What to produce: For the data that follows, return each line unchanged and drop the pictures.

==================================================

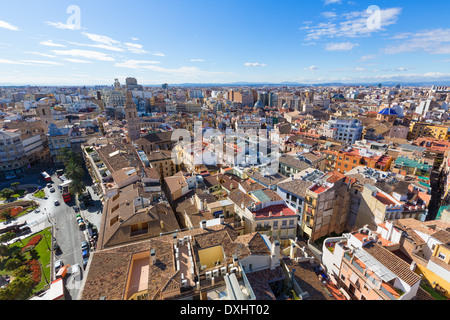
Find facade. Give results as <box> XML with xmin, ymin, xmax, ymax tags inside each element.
<box><xmin>408</xmin><ymin>122</ymin><xmax>449</xmax><ymax>141</ymax></box>
<box><xmin>47</xmin><ymin>123</ymin><xmax>89</xmax><ymax>164</ymax></box>
<box><xmin>334</xmin><ymin>149</ymin><xmax>393</xmax><ymax>174</ymax></box>
<box><xmin>322</xmin><ymin>226</ymin><xmax>422</xmax><ymax>300</ymax></box>
<box><xmin>355</xmin><ymin>185</ymin><xmax>406</xmax><ymax>230</ymax></box>
<box><xmin>325</xmin><ymin>118</ymin><xmax>363</xmax><ymax>144</ymax></box>
<box><xmin>302</xmin><ymin>171</ymin><xmax>353</xmax><ymax>242</ymax></box>
<box><xmin>0</xmin><ymin>130</ymin><xmax>27</xmax><ymax>178</ymax></box>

==================================================

Task result:
Find facade. Give results as <box> XML with xmin, ymin, xmax, ymax tags inside each element.
<box><xmin>408</xmin><ymin>122</ymin><xmax>449</xmax><ymax>141</ymax></box>
<box><xmin>47</xmin><ymin>123</ymin><xmax>89</xmax><ymax>164</ymax></box>
<box><xmin>334</xmin><ymin>149</ymin><xmax>393</xmax><ymax>174</ymax></box>
<box><xmin>322</xmin><ymin>226</ymin><xmax>422</xmax><ymax>300</ymax></box>
<box><xmin>355</xmin><ymin>185</ymin><xmax>406</xmax><ymax>230</ymax></box>
<box><xmin>325</xmin><ymin>118</ymin><xmax>363</xmax><ymax>144</ymax></box>
<box><xmin>302</xmin><ymin>171</ymin><xmax>353</xmax><ymax>242</ymax></box>
<box><xmin>0</xmin><ymin>130</ymin><xmax>27</xmax><ymax>178</ymax></box>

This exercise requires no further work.